— DIRECTIONS —
Find every line of the records that has "high" and return it.
# # # #
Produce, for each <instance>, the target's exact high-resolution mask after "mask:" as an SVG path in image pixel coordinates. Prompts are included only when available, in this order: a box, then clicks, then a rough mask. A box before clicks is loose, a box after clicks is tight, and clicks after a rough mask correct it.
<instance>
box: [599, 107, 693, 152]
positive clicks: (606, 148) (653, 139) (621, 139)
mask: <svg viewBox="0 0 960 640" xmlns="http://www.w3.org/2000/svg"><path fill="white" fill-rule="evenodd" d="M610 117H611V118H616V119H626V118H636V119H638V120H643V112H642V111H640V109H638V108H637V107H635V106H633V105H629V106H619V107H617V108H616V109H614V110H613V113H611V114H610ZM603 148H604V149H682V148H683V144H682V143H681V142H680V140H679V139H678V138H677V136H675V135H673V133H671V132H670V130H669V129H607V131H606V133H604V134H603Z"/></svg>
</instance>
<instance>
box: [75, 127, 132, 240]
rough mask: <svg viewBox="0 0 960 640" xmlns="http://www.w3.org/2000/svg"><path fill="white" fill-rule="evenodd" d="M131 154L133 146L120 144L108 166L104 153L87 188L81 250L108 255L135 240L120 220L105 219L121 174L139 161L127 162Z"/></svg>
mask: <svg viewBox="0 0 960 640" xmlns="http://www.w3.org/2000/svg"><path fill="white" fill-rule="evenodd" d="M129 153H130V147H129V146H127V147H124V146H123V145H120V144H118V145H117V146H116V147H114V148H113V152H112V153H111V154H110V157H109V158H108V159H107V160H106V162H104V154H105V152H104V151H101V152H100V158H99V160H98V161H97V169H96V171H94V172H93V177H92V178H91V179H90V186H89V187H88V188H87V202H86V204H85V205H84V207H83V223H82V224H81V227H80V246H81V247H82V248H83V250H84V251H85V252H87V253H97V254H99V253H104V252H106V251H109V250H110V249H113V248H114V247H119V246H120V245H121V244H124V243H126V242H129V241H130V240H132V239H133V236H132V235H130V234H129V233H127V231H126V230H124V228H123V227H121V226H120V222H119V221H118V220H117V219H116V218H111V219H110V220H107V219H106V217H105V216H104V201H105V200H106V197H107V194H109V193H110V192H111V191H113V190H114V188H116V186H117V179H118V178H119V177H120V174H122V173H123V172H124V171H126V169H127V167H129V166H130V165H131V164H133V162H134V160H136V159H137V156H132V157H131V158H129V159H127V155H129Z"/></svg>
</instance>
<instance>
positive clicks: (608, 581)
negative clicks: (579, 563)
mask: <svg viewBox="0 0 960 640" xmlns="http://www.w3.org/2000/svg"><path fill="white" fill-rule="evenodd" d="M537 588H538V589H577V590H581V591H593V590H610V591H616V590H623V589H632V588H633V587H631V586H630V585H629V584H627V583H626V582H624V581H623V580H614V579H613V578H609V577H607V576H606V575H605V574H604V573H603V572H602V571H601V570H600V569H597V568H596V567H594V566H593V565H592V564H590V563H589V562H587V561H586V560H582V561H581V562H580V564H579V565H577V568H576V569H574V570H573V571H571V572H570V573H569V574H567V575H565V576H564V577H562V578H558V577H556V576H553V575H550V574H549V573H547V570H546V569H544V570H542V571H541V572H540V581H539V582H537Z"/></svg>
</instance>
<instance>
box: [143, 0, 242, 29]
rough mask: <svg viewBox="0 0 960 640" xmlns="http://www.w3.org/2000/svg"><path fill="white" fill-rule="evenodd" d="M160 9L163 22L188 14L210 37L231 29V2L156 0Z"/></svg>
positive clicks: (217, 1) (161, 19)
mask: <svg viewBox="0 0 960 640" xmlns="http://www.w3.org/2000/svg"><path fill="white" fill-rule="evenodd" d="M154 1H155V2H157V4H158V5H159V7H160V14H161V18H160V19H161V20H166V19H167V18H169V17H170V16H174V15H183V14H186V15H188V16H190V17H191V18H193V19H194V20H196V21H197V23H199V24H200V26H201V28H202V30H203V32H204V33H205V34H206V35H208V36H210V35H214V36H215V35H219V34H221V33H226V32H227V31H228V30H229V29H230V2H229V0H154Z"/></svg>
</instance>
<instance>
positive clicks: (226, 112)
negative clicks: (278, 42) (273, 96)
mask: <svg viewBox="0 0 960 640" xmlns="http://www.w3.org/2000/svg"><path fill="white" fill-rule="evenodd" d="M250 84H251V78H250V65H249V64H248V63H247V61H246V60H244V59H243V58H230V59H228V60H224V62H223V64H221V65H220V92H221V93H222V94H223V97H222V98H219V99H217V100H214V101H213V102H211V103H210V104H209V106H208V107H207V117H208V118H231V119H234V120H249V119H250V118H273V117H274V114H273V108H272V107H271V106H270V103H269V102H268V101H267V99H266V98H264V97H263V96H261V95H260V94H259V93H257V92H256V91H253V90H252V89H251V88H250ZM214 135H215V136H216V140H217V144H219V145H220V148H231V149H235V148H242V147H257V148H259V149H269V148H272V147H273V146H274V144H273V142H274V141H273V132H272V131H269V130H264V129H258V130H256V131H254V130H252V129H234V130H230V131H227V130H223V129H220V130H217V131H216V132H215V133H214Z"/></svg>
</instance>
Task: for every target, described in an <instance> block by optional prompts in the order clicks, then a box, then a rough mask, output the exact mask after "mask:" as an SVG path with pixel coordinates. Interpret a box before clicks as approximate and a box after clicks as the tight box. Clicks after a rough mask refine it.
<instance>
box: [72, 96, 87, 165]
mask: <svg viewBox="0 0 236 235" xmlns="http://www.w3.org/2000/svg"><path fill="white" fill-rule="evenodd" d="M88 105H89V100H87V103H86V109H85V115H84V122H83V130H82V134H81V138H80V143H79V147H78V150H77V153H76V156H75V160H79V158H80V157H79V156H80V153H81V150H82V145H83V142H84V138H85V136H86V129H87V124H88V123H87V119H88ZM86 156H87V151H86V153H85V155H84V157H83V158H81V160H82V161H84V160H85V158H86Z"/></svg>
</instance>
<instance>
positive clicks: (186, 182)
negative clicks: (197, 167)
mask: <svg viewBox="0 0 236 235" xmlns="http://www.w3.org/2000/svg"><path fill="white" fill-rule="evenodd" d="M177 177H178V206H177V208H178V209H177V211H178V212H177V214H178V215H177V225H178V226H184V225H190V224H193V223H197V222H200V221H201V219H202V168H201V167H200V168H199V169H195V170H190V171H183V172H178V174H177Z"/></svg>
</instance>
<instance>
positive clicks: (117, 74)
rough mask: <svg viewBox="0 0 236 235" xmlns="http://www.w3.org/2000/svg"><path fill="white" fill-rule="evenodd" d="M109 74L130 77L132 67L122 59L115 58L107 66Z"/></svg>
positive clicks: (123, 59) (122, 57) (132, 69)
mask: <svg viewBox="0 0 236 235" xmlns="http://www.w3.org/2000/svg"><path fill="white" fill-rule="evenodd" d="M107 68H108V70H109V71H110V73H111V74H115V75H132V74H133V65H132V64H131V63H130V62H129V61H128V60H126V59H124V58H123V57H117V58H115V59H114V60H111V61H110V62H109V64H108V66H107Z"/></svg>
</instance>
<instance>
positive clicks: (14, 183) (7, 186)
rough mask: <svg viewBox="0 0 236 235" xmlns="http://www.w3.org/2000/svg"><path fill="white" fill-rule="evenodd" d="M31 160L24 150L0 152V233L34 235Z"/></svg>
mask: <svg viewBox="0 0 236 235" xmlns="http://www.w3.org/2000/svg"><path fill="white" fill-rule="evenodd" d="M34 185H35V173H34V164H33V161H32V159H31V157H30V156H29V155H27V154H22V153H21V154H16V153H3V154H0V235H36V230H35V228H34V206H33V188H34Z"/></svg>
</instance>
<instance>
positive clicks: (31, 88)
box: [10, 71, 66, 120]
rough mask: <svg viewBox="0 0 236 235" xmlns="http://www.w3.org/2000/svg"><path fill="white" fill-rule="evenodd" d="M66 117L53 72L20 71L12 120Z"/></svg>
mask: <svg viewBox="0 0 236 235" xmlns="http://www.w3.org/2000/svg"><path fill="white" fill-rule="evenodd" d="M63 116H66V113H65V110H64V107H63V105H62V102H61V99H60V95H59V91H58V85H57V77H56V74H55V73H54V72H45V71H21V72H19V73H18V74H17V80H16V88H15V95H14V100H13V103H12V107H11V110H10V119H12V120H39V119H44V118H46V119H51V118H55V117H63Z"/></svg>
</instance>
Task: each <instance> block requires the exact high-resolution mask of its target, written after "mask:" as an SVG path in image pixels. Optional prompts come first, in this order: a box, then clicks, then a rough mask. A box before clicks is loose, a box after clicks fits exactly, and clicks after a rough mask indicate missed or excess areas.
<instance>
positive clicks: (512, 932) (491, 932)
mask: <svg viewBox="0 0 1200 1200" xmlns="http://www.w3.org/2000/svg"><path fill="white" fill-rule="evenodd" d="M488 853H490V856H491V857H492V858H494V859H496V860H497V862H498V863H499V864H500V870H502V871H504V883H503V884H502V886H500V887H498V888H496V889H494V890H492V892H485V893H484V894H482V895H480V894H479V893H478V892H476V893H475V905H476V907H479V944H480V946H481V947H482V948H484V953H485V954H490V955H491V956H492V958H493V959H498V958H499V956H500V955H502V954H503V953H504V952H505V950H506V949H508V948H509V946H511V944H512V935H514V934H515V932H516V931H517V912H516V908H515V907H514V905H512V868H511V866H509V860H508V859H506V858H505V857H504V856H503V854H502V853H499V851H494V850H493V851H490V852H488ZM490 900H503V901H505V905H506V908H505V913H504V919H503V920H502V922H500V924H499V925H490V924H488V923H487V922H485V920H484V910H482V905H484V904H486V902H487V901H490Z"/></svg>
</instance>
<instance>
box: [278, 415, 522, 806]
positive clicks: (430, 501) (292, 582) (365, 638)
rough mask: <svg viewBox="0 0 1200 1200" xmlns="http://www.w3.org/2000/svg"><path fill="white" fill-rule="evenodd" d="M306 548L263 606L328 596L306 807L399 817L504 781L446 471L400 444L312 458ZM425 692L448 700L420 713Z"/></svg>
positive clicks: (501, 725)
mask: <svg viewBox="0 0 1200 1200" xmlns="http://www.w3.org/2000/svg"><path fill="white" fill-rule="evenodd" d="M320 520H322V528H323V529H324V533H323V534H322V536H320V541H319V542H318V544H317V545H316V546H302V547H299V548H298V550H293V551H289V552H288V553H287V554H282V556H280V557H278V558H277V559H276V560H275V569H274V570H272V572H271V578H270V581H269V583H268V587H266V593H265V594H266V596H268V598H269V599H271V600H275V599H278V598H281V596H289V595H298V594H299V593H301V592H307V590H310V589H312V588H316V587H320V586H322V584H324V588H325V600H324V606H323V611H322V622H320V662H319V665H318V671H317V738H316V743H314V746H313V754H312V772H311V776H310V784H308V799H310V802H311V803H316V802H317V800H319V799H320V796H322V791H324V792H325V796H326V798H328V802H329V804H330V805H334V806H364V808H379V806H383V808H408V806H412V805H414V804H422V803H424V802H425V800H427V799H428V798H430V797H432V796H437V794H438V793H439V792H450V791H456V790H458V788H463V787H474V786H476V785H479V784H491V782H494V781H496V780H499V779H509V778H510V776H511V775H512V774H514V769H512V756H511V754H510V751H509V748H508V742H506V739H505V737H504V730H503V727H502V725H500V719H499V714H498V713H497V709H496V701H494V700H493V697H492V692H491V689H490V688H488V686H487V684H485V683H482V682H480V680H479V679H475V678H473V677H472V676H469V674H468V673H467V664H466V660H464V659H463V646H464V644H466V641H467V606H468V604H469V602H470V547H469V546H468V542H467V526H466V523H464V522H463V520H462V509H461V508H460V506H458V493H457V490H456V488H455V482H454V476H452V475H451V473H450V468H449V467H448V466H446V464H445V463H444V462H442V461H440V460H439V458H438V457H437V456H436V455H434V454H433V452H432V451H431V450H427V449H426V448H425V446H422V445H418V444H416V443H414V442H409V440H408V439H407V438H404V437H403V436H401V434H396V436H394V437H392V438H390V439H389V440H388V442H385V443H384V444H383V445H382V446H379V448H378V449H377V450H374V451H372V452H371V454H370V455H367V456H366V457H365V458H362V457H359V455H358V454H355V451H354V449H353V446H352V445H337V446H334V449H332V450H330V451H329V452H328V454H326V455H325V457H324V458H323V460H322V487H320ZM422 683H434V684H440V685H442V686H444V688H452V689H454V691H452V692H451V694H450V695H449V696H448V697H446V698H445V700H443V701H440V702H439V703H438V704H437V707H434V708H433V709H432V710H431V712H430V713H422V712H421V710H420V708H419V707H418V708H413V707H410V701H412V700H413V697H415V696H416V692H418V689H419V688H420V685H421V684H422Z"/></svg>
# # # #
— EXERCISE SOLUTION —
Produce, for each <instance>, the target's exact high-resolution mask after "mask:" as an SVG path in image pixel coordinates. Prompts are included only when available, in this order: a box, then clicks, then a rough mask. A box before clicks is loose, a box after clicks is tight, and clicks after a rough mask correct it.
Task: each <instance> block requires the exact high-resolution mask of its target, written after "mask:" as an SVG path in image pixels. Optional prompts come first, in this order: a box, then clicks, then a rough mask. A box before clicks is loose, a box after clicks fits exactly, and clicks after a rough mask indicate missed or excess areas.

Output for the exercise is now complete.